TASK BRIEF — Pull out every line below that contains the word "gets", and copy each one in full.

-*-*-

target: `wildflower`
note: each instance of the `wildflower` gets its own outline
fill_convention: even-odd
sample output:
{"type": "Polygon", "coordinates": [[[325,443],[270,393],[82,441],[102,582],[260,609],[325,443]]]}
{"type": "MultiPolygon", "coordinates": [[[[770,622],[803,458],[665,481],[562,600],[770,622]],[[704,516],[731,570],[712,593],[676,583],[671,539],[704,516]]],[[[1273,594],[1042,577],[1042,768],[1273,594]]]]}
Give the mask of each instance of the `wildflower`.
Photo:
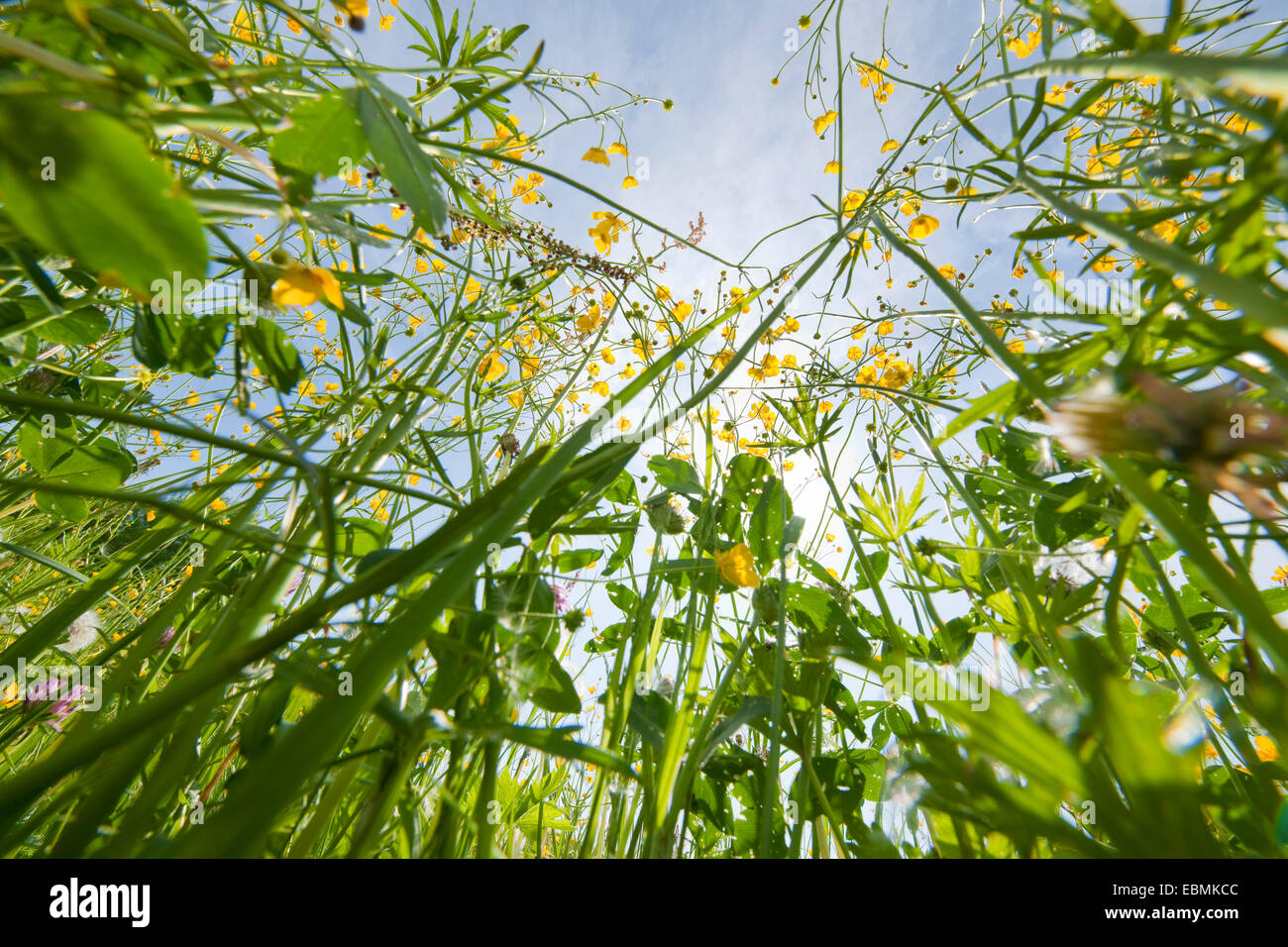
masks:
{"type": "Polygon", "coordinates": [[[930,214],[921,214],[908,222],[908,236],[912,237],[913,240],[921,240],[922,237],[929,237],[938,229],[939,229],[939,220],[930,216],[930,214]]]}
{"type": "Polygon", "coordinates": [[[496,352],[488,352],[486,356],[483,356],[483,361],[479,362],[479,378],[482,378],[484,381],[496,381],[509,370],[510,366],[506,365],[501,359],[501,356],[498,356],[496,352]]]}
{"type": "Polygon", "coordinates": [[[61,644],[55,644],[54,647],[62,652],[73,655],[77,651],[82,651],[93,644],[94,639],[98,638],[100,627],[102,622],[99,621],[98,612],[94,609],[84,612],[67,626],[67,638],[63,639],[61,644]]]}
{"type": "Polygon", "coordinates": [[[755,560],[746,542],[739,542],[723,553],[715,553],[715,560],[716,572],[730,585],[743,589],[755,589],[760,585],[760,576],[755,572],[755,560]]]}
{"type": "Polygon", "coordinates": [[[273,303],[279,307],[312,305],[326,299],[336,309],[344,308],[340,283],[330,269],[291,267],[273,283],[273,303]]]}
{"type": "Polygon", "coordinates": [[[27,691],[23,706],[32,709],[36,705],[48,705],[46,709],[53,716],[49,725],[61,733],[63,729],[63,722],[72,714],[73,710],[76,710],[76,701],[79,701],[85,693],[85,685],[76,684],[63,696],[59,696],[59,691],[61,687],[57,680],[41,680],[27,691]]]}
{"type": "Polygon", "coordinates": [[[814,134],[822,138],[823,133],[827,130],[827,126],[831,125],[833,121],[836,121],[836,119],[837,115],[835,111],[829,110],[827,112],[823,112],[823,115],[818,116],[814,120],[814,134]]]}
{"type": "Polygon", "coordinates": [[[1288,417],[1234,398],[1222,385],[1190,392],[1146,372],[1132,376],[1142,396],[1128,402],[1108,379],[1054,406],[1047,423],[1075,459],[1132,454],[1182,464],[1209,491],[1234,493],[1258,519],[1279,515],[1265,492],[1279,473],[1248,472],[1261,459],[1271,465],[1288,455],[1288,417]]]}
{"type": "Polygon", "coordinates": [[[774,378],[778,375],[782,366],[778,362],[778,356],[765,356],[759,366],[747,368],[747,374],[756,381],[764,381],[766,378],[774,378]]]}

-*-*-

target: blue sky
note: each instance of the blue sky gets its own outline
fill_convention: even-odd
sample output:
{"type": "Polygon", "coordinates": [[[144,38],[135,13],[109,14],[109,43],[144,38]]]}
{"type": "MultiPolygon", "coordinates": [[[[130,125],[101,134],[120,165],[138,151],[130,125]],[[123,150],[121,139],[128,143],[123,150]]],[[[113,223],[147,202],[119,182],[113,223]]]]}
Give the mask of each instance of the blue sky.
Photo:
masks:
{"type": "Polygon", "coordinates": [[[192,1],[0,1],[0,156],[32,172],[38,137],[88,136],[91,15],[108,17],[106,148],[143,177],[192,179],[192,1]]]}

-*-*-

SOLUTION —
note: each instance of the `wildflower` gets its own outline
note: each instance of the blue sky gets its own outline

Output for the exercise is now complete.